Segmentation mask data:
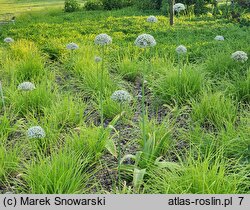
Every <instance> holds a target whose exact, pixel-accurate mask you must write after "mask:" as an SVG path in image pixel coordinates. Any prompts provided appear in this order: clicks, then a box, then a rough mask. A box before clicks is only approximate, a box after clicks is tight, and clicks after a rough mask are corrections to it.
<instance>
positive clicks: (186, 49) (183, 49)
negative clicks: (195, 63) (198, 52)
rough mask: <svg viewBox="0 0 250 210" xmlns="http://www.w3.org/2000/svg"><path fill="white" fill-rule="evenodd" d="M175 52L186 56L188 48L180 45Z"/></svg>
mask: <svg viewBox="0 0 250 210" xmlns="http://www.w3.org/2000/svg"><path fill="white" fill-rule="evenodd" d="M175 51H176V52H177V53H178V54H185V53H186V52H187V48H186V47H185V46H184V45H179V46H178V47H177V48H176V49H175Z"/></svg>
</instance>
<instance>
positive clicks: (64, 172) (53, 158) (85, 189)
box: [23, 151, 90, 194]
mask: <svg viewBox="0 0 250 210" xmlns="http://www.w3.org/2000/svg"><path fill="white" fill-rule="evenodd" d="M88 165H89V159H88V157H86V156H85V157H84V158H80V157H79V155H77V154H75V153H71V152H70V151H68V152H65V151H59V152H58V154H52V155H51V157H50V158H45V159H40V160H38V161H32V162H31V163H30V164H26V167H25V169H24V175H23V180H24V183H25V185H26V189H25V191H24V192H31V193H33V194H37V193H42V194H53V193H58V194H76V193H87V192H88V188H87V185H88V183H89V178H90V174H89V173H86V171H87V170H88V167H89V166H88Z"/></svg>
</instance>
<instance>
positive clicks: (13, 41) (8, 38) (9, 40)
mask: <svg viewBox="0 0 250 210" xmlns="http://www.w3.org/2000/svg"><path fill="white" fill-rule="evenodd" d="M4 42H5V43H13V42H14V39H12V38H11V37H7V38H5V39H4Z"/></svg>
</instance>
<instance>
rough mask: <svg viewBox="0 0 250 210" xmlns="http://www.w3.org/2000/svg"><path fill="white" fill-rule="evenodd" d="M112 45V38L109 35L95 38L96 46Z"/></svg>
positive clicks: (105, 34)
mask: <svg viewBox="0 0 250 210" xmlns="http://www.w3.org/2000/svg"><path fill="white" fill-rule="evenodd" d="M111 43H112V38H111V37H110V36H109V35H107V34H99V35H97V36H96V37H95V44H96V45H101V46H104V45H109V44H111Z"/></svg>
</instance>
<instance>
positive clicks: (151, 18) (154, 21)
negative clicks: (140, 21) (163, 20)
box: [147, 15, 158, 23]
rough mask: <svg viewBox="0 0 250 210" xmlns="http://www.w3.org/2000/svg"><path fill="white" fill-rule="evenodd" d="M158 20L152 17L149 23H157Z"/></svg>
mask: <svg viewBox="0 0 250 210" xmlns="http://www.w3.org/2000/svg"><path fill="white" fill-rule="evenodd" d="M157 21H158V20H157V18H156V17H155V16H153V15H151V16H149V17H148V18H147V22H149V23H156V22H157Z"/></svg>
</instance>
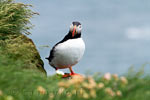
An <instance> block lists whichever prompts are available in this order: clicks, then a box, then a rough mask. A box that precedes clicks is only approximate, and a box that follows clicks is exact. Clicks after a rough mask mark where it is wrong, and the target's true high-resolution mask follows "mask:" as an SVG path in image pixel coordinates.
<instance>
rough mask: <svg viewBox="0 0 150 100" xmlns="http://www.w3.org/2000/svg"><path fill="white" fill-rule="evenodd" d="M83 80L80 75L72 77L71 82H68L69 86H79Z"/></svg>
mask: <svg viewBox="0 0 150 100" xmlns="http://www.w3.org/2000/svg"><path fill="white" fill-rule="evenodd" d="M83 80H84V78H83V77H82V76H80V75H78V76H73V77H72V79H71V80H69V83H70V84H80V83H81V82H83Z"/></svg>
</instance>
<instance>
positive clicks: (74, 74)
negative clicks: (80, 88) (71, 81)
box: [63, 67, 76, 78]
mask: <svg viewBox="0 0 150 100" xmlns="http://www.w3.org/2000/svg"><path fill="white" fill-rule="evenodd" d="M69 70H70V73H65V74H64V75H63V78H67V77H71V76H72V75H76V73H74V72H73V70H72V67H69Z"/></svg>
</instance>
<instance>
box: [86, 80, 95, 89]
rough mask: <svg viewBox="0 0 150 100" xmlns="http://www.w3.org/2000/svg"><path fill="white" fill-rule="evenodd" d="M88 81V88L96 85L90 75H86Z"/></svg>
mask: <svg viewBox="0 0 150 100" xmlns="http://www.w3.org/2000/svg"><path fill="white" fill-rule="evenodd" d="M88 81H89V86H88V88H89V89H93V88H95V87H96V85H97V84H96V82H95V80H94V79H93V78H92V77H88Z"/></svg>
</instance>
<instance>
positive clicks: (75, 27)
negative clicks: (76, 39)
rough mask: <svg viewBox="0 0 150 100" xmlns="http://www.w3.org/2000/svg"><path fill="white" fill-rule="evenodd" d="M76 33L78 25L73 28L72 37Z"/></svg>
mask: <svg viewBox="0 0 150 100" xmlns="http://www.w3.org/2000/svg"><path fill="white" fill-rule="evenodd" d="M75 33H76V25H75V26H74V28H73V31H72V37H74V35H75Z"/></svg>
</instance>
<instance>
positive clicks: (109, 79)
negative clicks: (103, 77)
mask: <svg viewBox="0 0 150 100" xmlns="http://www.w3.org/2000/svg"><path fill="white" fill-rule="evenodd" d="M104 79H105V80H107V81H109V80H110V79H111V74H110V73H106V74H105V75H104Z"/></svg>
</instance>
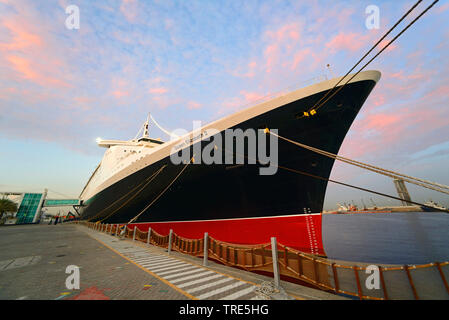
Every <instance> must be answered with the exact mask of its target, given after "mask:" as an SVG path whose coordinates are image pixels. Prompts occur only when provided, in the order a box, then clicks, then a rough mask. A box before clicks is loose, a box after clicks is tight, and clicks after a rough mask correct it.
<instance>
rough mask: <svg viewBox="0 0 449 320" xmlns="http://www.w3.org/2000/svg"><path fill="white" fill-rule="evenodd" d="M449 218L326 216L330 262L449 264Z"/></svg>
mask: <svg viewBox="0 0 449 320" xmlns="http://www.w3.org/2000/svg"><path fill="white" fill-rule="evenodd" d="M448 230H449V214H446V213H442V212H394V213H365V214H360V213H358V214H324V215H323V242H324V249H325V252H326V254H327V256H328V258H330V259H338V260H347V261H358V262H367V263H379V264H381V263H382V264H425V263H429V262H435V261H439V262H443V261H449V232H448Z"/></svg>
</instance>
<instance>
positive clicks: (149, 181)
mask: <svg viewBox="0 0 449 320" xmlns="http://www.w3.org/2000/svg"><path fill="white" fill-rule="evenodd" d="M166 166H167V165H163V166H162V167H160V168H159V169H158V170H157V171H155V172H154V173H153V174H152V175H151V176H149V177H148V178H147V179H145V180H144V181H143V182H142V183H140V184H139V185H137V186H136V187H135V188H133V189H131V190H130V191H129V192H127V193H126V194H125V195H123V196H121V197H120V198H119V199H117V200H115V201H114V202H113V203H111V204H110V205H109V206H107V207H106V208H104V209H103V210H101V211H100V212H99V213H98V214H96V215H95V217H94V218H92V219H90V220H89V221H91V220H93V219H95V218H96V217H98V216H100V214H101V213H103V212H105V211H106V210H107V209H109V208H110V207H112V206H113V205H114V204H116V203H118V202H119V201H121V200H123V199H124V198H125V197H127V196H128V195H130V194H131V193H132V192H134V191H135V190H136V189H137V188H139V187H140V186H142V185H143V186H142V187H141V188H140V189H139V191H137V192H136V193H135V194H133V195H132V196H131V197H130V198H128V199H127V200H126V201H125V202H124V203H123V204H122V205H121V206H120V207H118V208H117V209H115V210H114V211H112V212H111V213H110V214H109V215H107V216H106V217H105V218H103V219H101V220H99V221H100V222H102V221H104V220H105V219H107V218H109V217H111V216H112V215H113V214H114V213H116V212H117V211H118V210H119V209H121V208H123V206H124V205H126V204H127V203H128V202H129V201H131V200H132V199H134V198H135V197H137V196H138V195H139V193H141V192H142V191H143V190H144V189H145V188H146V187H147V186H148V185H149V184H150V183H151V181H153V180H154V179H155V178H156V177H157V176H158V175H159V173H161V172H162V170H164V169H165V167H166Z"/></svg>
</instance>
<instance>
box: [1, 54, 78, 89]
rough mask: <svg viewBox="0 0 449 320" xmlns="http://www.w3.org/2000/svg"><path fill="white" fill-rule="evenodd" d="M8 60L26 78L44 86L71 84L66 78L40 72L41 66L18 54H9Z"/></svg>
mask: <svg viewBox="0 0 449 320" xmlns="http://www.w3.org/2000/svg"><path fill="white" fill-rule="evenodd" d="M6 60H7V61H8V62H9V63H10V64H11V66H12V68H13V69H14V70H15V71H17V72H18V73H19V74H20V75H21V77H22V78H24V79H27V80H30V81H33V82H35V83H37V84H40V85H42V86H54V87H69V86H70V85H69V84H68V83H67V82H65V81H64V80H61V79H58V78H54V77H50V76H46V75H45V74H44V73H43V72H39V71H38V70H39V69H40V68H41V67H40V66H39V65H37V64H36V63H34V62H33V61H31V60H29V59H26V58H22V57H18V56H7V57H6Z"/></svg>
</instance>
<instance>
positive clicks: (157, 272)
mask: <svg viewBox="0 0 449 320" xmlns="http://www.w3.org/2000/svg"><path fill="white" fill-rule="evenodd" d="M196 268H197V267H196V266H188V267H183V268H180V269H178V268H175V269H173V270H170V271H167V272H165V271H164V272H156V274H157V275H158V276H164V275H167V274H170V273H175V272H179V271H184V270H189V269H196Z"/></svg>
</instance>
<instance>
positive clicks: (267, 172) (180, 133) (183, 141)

## Assigned task
Retype the entries above exactly. Stop after the line containing "negative clicks: (195, 63) (198, 52)", and omit the pictures.

## Task answer
Every <instance> holds a target whose exact, pixel-accurate mask you must write after "mask:" as an SVG path in image pixel coordinates. Any prompts provided appear in this order: clicks, then a box, then a rough mask. A box before clicks is only approximate, a box after clicks is tight, and clicks after a rough mask are corrections to it.
<instance>
positive clicks: (186, 49) (183, 49)
negative clicks: (195, 63) (198, 52)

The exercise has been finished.